Selection.
^^^^^^^^^^^^^^^^

Thursday, April 5, 2018

The Five Ways of Thomas Aquinas

When I was in Catholic grammar school, one of the parish priests, Fr. Joyce, would visit our classroom periodically and teach for an hour.  He had no prepared lesson plans that I knew of, but he loved philosophy and would sometimes teach us simplified bits of Aristotle and Thomas Aquinas.  In the sixth grade, he told us that Aquinas had written five proofs of the existence of God which he wrote on the blackboard.   When I read the proofs on the board, I said to myself, "No, they don't prove the existence of God to me."   I believed in the existence of God without question, but these proofs didn't persuade me.

Note that Aquinas lived in the 1200s and wrote in Latin.  When I was in my fifties, I had read an article that pointed out that the Latin word for proof was "prober," which means. "to probe."  Aquinas was not so much as proving the existence of God but probing, that is, seeking.  That insight makes all the difference.  Aquinas was not attempting to "prove" the existence of God in a mathematically logical or scientific sense.  In fact,  Aquinas says that we cannot know God without Revelation. The same article claimed that the modern usage of the word "proof" was not used, or at least was not in common usage, until after Descartes and the Enlightenment in the late 1600s.  As well, note that Aquinas did not call them Five Proofs but rather Five Ways.  The Encyclopedia Britannica does not call them proofs but rather, demonstrations.  The traditional Catholic claim of Aquinas "proving" the existence of God was an attempt to impose a post-Cartesian way of thinking on pre-Cartesian ideas.

^^^^^^^^^^^^^^^^

Data extract.
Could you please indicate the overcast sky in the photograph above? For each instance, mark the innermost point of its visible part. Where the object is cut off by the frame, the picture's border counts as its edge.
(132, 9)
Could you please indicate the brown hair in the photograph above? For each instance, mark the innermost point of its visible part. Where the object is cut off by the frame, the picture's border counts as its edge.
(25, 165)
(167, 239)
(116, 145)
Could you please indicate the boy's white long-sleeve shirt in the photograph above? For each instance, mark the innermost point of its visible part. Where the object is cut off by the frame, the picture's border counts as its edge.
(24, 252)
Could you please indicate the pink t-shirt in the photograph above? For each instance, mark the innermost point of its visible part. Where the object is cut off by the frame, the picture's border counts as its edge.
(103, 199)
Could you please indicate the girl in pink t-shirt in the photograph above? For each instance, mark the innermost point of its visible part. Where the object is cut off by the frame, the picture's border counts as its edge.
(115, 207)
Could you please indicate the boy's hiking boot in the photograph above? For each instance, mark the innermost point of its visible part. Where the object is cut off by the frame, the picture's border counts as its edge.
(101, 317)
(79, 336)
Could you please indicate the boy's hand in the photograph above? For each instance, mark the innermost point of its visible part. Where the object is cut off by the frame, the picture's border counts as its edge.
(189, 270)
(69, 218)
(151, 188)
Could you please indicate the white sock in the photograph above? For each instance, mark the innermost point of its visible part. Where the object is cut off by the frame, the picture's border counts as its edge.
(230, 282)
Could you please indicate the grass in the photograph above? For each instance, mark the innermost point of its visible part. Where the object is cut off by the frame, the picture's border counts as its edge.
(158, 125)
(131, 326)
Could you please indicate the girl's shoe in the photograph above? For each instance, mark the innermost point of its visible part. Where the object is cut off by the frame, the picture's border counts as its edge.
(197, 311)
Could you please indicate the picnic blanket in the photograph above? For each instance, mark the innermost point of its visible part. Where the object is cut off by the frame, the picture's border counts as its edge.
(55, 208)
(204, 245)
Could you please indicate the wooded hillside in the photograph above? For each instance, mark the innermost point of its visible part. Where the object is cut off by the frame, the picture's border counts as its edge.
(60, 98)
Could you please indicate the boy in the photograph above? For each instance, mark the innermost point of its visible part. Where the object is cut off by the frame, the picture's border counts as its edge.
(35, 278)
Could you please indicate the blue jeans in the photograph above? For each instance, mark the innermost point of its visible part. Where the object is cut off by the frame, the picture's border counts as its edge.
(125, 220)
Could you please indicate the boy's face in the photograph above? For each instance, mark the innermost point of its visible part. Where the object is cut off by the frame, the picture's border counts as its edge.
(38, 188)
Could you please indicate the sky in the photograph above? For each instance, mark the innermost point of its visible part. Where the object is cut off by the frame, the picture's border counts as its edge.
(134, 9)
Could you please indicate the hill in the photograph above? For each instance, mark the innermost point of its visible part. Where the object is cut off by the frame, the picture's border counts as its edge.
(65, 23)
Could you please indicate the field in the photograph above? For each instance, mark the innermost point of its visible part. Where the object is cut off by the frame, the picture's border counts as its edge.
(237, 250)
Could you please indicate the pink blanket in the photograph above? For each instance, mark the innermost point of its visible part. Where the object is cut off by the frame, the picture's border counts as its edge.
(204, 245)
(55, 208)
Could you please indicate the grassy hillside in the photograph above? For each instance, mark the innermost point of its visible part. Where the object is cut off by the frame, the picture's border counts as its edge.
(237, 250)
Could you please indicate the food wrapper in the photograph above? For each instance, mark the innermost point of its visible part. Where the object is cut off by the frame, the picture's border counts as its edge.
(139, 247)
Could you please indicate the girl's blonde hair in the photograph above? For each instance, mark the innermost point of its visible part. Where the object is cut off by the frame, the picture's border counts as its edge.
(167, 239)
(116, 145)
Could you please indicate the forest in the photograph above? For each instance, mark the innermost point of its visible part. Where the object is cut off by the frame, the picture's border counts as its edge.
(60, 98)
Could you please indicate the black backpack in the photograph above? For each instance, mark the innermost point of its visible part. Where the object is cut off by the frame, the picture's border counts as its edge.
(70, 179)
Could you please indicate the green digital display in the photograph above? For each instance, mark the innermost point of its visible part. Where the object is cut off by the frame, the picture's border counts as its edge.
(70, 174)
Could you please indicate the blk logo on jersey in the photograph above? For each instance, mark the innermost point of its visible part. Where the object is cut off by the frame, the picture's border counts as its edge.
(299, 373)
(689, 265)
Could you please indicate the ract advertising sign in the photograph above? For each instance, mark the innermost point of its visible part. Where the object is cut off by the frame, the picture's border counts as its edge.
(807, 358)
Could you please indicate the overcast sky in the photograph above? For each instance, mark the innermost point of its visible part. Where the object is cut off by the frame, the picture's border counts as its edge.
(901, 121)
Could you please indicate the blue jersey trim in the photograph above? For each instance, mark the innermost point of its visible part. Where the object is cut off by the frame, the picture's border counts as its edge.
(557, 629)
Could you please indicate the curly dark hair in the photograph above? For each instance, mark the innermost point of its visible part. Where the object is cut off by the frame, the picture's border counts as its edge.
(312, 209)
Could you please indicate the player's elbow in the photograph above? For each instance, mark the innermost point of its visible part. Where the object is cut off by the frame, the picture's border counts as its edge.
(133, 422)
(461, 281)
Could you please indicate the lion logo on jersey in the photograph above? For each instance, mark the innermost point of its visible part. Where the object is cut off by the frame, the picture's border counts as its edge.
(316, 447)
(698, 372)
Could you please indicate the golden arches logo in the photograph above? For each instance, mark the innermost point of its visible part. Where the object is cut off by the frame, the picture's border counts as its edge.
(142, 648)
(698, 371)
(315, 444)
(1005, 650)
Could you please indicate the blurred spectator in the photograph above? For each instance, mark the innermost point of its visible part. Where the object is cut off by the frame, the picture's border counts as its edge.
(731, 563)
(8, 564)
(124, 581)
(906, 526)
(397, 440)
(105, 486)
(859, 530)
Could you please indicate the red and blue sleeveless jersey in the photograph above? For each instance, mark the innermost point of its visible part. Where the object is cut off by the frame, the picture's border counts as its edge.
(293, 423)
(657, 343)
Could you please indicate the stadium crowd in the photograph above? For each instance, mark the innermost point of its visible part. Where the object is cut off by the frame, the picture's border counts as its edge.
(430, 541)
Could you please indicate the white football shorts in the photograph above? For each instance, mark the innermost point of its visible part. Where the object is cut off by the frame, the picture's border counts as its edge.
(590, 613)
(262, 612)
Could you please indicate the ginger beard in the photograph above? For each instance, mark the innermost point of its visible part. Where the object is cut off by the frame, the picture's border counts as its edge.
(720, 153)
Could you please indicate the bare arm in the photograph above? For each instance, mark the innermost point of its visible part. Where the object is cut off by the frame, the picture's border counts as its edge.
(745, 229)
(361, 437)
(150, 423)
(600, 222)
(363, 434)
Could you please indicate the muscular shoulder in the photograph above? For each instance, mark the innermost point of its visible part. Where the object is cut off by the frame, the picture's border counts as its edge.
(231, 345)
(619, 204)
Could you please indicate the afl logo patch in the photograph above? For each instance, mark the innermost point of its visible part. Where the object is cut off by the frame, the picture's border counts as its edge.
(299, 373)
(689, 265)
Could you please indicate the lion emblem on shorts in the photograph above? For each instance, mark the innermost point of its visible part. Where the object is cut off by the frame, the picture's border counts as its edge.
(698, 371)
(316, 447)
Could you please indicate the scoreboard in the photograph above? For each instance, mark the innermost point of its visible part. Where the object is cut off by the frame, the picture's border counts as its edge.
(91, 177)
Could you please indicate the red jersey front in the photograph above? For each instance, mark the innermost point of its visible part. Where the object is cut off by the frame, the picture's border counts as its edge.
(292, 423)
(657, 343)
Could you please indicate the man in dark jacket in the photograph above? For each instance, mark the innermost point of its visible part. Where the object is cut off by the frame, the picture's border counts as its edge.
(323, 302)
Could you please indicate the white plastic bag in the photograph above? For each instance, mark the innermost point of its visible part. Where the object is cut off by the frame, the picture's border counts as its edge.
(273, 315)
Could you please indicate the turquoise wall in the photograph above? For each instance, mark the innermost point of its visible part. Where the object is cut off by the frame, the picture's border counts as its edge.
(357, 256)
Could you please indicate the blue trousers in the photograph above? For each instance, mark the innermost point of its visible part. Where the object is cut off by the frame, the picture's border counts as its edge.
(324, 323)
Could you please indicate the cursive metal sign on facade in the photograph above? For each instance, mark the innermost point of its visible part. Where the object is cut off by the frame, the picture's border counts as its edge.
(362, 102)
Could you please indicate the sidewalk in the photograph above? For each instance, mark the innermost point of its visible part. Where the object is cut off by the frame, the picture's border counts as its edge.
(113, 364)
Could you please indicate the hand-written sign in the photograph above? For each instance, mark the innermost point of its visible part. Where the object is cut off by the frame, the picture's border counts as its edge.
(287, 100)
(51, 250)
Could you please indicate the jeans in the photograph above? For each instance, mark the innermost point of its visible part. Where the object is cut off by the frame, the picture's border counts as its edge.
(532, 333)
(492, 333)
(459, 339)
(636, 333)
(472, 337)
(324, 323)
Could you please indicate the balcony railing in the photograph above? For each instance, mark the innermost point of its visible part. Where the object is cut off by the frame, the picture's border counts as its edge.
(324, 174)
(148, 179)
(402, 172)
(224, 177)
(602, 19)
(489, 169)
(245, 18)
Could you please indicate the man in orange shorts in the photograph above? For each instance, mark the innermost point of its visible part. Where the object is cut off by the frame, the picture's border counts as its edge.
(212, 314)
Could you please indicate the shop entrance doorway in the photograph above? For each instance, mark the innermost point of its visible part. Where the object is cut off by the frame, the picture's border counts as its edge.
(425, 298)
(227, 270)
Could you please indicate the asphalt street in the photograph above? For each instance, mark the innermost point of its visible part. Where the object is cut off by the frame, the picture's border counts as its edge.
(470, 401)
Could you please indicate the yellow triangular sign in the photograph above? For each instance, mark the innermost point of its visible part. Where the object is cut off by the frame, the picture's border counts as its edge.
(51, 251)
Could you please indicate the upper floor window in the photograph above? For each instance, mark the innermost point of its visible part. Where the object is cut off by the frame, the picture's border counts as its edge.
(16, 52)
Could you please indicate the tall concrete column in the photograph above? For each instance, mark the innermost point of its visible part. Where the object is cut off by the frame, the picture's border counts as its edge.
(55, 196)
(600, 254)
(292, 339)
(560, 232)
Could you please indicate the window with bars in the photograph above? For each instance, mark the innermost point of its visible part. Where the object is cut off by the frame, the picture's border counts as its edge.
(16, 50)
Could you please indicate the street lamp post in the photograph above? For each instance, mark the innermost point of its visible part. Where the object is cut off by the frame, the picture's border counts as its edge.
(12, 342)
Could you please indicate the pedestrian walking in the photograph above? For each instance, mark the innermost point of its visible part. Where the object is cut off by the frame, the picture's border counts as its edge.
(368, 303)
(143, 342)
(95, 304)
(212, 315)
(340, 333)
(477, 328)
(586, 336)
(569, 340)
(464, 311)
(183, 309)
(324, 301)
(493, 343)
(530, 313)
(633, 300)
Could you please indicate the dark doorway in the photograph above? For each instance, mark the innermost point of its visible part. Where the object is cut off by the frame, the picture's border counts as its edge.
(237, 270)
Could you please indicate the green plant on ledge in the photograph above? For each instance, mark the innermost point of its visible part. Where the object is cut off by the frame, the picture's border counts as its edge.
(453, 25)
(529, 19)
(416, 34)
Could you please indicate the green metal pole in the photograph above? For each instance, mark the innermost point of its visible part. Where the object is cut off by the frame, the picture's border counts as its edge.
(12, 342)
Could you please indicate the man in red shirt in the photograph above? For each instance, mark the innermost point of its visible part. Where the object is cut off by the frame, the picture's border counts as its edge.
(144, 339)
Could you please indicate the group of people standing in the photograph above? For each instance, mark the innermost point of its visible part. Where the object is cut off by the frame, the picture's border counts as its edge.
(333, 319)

^^^^^^^^^^^^^^^^

Given instruction.
Reproduce the passage of the Aquinas post above, starting at "When I was in Catholic" and ending at "didn't persuade me.".

Problem solution.
When I was in Catholic grammar school, one of the parish priests, Fr. Joyce, would visit our classroom periodically and teach for an hour.  He had no prepared lesson plans that I knew of, but he loved philosophy and would sometimes teach us simplified bits of Aristotle and Thomas Aquinas.  In the sixth grade, he told us that Aquinas had written five proofs of the existence of God which he wrote on the blackboard.   When I read the proofs on the board, I said to myself, "No, they don't prove the existence of God to me."   I believed in the existence of God without question, but these proofs didn't persuade me.